→ Task requirements:
In the material below, begin at the line that has "Your assignment: locate every food" and stop after the line that has "(127, 0), (341, 100)". Arrange those lines as a JSON list of strings, one string per line, with blank lines and the pictures left out.

→ Stored rows:

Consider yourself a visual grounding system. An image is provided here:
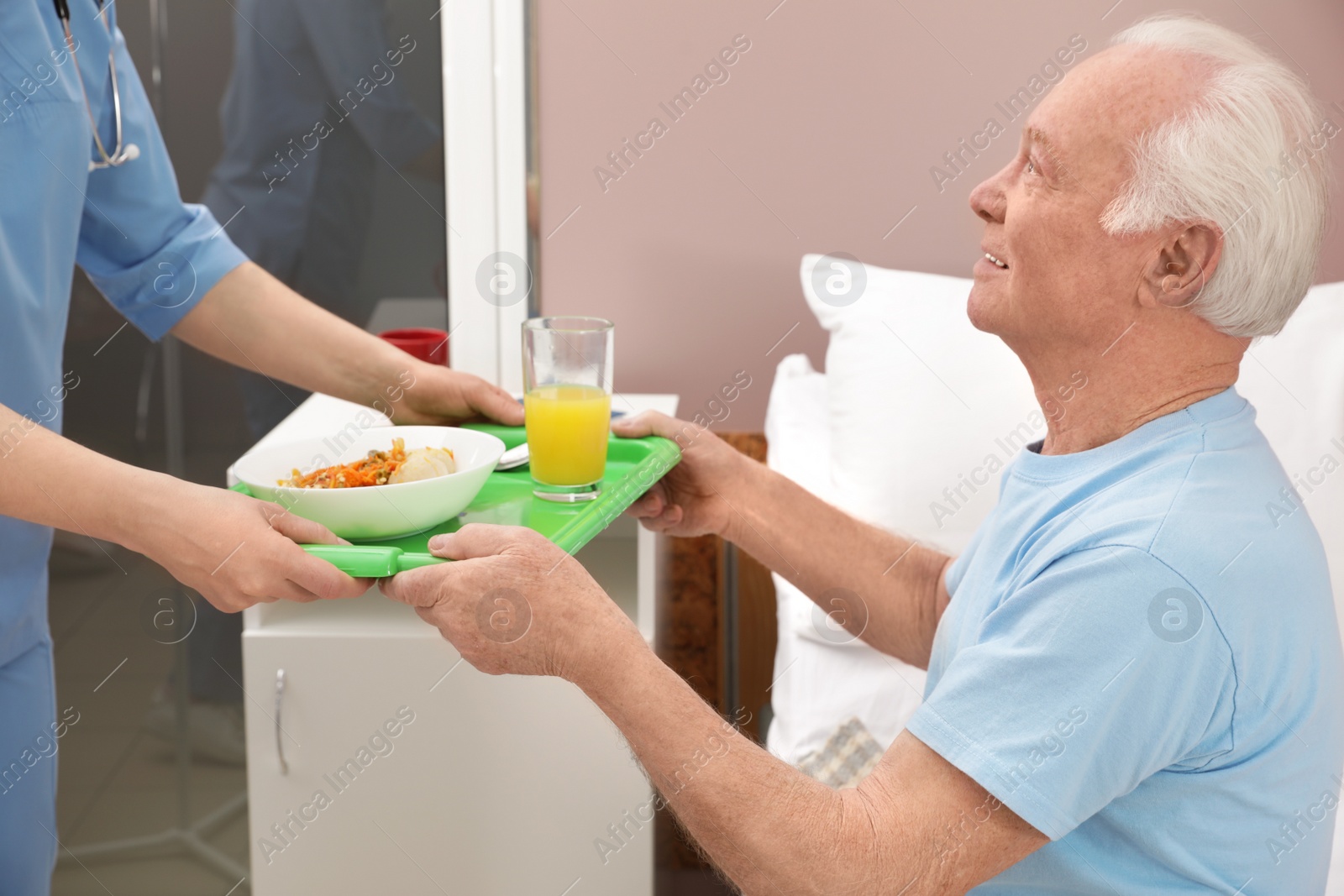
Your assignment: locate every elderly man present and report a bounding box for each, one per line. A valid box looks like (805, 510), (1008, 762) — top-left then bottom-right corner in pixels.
(383, 18), (1344, 896)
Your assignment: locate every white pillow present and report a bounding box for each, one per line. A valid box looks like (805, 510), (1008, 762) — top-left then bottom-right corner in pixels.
(801, 255), (1042, 553)
(764, 354), (925, 764)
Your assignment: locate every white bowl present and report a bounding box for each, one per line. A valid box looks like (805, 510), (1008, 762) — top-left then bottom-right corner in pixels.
(234, 426), (504, 540)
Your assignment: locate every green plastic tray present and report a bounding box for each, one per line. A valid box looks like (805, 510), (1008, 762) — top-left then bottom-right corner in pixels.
(234, 423), (681, 578)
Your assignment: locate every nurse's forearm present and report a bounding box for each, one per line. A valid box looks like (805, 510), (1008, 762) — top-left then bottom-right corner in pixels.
(0, 405), (192, 549)
(172, 262), (422, 406)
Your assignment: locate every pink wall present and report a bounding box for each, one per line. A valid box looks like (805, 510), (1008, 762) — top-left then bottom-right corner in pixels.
(539, 0), (1344, 428)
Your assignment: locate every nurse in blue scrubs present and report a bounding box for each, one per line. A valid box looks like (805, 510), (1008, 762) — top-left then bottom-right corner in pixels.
(0, 0), (522, 896)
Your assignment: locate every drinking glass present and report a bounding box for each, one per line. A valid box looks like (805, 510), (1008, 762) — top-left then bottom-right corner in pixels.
(522, 317), (614, 502)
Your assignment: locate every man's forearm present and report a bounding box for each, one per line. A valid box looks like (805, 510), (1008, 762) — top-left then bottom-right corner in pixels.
(721, 462), (952, 668)
(172, 262), (421, 405)
(582, 638), (894, 894)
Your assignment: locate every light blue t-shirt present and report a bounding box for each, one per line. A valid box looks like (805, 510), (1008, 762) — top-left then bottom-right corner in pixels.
(907, 388), (1344, 896)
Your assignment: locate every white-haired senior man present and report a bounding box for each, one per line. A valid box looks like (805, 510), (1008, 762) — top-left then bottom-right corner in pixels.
(383, 16), (1344, 896)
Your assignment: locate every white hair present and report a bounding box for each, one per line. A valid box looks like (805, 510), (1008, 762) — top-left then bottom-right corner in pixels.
(1100, 13), (1339, 336)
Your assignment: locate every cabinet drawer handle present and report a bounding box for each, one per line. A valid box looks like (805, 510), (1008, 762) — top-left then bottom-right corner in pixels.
(276, 669), (289, 775)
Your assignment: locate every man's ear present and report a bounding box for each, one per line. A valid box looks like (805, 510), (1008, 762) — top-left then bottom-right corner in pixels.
(1140, 223), (1223, 307)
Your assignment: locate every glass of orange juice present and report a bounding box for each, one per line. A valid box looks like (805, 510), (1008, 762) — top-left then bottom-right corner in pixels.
(522, 317), (614, 502)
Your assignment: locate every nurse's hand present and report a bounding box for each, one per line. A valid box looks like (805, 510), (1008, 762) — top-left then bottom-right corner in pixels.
(137, 479), (372, 612)
(391, 363), (522, 426)
(612, 411), (761, 537)
(379, 524), (643, 686)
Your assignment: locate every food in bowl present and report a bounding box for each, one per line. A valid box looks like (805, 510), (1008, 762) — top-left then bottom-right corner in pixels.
(276, 438), (457, 489)
(233, 426), (504, 542)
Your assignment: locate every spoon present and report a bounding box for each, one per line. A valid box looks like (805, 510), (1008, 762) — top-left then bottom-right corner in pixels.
(495, 442), (529, 471)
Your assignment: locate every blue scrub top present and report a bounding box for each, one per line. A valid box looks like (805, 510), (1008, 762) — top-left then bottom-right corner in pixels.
(0, 0), (246, 665)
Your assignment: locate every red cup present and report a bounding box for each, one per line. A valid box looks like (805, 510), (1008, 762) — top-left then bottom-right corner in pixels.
(378, 327), (448, 367)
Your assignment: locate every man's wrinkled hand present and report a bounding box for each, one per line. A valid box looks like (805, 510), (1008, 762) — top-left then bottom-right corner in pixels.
(379, 524), (640, 686)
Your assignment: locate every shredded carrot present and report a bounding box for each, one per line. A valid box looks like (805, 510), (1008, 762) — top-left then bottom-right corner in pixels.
(278, 439), (406, 489)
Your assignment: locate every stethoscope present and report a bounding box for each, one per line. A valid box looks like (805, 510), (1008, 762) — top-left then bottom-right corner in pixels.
(52, 0), (139, 170)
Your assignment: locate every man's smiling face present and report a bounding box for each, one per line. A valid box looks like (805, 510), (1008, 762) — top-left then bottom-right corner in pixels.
(966, 45), (1208, 354)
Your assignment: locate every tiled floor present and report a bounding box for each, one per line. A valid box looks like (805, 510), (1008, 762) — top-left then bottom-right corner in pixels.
(51, 548), (247, 896)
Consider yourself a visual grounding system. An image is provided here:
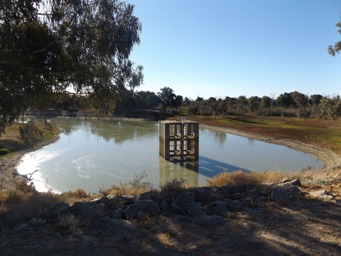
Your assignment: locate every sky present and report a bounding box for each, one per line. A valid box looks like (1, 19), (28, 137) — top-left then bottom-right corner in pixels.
(127, 0), (341, 100)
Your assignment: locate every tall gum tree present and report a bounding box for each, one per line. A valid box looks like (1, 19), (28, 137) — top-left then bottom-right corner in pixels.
(0, 0), (143, 135)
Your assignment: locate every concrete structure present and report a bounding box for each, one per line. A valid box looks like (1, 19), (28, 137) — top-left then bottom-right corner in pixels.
(159, 120), (199, 161)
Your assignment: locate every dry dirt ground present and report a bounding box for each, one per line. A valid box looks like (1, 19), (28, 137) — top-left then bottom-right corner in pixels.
(0, 187), (341, 255)
(0, 123), (341, 256)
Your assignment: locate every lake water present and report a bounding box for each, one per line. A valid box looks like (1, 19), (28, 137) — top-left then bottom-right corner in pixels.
(17, 119), (323, 192)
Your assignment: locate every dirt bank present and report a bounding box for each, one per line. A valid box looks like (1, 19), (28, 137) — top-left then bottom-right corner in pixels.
(201, 124), (341, 178)
(0, 134), (59, 191)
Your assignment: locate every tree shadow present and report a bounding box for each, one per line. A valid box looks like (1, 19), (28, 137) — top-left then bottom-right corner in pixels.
(198, 155), (251, 178)
(159, 156), (251, 186)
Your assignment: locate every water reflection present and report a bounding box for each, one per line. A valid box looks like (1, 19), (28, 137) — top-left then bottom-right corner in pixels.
(17, 119), (322, 192)
(159, 157), (199, 186)
(52, 119), (158, 144)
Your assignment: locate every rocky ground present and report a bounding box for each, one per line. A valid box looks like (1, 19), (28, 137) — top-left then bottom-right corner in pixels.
(0, 123), (341, 255)
(0, 180), (341, 255)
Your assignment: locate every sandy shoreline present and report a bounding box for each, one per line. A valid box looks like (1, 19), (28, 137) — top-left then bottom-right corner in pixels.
(201, 124), (341, 171)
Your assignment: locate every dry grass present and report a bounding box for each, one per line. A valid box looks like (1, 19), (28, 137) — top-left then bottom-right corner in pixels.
(207, 171), (284, 187)
(207, 171), (260, 187)
(160, 179), (187, 197)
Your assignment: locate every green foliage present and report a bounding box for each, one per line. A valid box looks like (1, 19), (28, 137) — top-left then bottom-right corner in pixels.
(0, 0), (143, 133)
(160, 179), (186, 197)
(19, 121), (43, 145)
(328, 21), (341, 56)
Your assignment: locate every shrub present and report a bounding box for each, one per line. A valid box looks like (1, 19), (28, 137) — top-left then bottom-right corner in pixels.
(207, 171), (261, 187)
(160, 179), (186, 197)
(19, 121), (43, 145)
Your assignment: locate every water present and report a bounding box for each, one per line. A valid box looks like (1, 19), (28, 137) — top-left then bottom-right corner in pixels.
(17, 119), (323, 192)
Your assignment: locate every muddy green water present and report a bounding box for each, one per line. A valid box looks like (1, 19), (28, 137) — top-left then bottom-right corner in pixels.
(17, 119), (323, 192)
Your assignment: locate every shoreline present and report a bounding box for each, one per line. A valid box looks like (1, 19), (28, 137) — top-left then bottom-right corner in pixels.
(200, 124), (341, 177)
(0, 133), (59, 192)
(0, 118), (341, 191)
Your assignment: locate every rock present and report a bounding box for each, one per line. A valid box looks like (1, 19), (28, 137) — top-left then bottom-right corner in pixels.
(174, 192), (195, 210)
(70, 202), (97, 220)
(217, 186), (231, 198)
(47, 202), (71, 218)
(194, 215), (224, 226)
(86, 217), (134, 232)
(172, 214), (193, 223)
(278, 179), (301, 187)
(139, 191), (161, 203)
(110, 209), (123, 219)
(173, 192), (205, 217)
(270, 184), (302, 201)
(159, 199), (184, 216)
(308, 189), (333, 200)
(205, 201), (230, 217)
(223, 199), (245, 211)
(185, 202), (206, 217)
(123, 200), (160, 219)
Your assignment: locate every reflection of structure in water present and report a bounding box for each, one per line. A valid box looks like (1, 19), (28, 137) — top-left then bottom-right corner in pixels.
(159, 120), (199, 161)
(159, 158), (199, 186)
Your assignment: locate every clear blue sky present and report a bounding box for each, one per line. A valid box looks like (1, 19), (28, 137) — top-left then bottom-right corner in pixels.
(127, 0), (341, 99)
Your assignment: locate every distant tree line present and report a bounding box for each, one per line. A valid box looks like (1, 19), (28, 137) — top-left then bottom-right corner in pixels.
(41, 87), (341, 120)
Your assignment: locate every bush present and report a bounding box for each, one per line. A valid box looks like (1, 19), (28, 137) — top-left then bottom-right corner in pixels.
(19, 121), (43, 145)
(160, 179), (186, 197)
(207, 171), (261, 187)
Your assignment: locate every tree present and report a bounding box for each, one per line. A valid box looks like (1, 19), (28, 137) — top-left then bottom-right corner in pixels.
(0, 0), (143, 134)
(157, 87), (176, 109)
(328, 21), (341, 56)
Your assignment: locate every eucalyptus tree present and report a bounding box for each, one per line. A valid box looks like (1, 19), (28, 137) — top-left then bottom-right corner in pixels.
(0, 0), (143, 134)
(328, 21), (341, 56)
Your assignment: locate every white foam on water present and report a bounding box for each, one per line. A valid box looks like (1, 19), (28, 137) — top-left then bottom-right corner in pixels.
(16, 147), (63, 193)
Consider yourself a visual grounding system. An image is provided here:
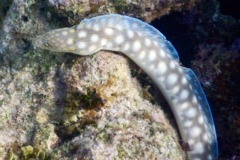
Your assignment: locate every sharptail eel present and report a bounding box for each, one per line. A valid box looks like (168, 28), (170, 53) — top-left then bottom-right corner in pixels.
(33, 14), (218, 160)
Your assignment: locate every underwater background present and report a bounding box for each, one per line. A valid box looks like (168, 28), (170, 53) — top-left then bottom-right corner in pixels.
(0, 0), (240, 160)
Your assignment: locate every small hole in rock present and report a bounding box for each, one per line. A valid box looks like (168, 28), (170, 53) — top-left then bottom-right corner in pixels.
(22, 15), (29, 22)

→ Output of the exercise:
[
  "Your assignment: locate every food in bowl present and report a bounding box for each, one per line. A valid box looks like (805, 510), (1008, 762) — top-left then bottom-right corner in pixels.",
  "(276, 438), (457, 489)",
  "(233, 426), (504, 542)",
  "Your assignment: locate every spoon present and report a bounding box for each, one per line. A valid box looks like (805, 510), (1008, 762) — top-left then bottom-right corner in pixels.",
  "(495, 442), (529, 471)",
  "Your assignment: locate every blue scrub top present and report a bounding box for each, one per line. A valid box looks like (805, 510), (1008, 762) — top-left then bottom-right corner in pixels.",
  "(0, 0), (246, 665)",
  "Your assignment: locate every red cup present and report a bounding box for each, one per line. A valid box looks like (805, 510), (1008, 762) — top-left then bottom-right corner in pixels.",
  "(378, 327), (448, 367)",
  "Your assignment: locate every man's wrinkled hand present and report a bounding box for each, one per line. A valid box looks like (805, 510), (1008, 762) — top-left then bottom-right corner in pixels.",
  "(379, 524), (640, 686)",
  "Your assignment: locate every shredded carrot present and report a bounding box for each, one per line. A valid box looks like (805, 510), (1008, 762) — top-left then bottom-right corner in pixels.",
  "(278, 439), (406, 489)",
  "Your assignment: locate every stethoscope present and report a bounding box for each, one per line. A valid box looks like (805, 510), (1008, 762) — top-left then bottom-right corner in pixels.",
  "(52, 0), (139, 170)",
  "Your assignment: locate every man's smiling face present and report a bounding box for each, one per line. A valid box looks like (805, 510), (1008, 762) — top-left then bottom-right corner in pixels.",
  "(966, 45), (1208, 354)",
  "Your assignment: locate every tiled floor present and report a bounding box for each, one per line. A valid box looks like (805, 510), (1008, 762) — top-left then bottom-right corner in pixels.",
  "(51, 548), (247, 896)",
  "Consider yourself a visual grounding system. An image is provided here:",
  "Your assignment: locate every sky present and report a bounding box for each, one per line. A valid box looks like (1, 19), (28, 137) — top-left then bottom-right corner in pixels.",
  "(127, 0), (341, 100)"
]